AIM:
Rewrite the material below, putting "detect_objects" wherever "find_objects" appears and keeping every other character the same.

Start of RECORDED INFORMATION

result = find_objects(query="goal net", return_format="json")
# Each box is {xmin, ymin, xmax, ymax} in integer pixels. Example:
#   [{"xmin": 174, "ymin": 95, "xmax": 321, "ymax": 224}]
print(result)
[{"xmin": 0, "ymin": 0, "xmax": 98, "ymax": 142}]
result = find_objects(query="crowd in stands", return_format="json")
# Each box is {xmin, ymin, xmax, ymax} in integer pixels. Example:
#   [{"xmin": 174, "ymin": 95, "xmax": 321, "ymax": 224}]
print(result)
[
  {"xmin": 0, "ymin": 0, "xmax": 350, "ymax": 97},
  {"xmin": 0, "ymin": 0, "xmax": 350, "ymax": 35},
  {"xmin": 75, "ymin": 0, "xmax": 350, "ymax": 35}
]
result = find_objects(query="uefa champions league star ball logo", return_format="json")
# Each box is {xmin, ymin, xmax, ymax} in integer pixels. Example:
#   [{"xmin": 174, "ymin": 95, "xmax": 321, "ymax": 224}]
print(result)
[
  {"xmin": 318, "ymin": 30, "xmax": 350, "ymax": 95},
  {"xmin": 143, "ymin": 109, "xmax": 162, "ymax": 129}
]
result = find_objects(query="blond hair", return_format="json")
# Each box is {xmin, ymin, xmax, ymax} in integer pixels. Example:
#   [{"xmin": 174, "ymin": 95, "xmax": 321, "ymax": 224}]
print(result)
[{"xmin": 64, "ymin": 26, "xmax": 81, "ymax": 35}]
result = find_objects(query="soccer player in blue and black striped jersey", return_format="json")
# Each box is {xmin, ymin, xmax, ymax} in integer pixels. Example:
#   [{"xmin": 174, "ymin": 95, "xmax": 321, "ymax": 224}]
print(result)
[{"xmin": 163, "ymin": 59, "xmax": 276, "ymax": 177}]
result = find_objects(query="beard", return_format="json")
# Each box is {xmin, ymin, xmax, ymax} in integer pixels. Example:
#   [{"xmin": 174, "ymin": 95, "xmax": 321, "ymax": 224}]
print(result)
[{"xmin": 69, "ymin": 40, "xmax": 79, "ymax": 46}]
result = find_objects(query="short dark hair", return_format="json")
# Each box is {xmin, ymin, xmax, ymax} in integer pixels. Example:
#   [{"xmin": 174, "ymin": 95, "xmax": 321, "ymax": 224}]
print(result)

End of RECORDED INFORMATION

SOLUTION TO THE PROBLEM:
result = detect_objects(query="goal net", return_format="json")
# Each box is {xmin, ymin, xmax, ymax} in integer pixels. Example:
#   [{"xmin": 174, "ymin": 95, "xmax": 321, "ymax": 224}]
print(result)
[{"xmin": 0, "ymin": 0, "xmax": 98, "ymax": 142}]
result = detect_objects(query="crowd in stands", return_format="json")
# Each box is {xmin, ymin, xmax, ymax} in integer pixels. Example:
#   [{"xmin": 174, "ymin": 95, "xmax": 321, "ymax": 224}]
print(result)
[
  {"xmin": 0, "ymin": 0, "xmax": 350, "ymax": 97},
  {"xmin": 0, "ymin": 0, "xmax": 350, "ymax": 35},
  {"xmin": 75, "ymin": 0, "xmax": 350, "ymax": 35}
]
result = detect_objects(query="uefa champions league star ball logo", return_format="json")
# Each box is {xmin, ymin, xmax, ymax} in integer pixels. Example:
#   [{"xmin": 174, "ymin": 95, "xmax": 321, "ymax": 224}]
print(result)
[
  {"xmin": 318, "ymin": 30, "xmax": 350, "ymax": 95},
  {"xmin": 143, "ymin": 109, "xmax": 162, "ymax": 129}
]
result = detect_objects(query="blond hair", return_format="json")
# Each box is {xmin, ymin, xmax, ymax} in integer pixels. Example:
#   [{"xmin": 174, "ymin": 95, "xmax": 321, "ymax": 224}]
print(result)
[{"xmin": 64, "ymin": 26, "xmax": 81, "ymax": 35}]
result = detect_objects(query="soccer player in blue and black striped jersey", return_format="json")
# Each box is {xmin, ymin, xmax, ymax} in integer pixels. Example:
#   [{"xmin": 174, "ymin": 95, "xmax": 321, "ymax": 224}]
print(result)
[{"xmin": 163, "ymin": 59, "xmax": 276, "ymax": 177}]
result = detect_objects(query="beard", return_format="json")
# Each box is {xmin, ymin, xmax, ymax} in integer pixels. Example:
#   [{"xmin": 174, "ymin": 95, "xmax": 321, "ymax": 224}]
print(result)
[{"xmin": 69, "ymin": 40, "xmax": 79, "ymax": 46}]
result = detect_objects(query="short dark hair", return_format="json")
# Each box is {xmin, ymin, xmax, ymax} in integer pixels. Example:
#   [{"xmin": 174, "ymin": 95, "xmax": 321, "ymax": 224}]
print(result)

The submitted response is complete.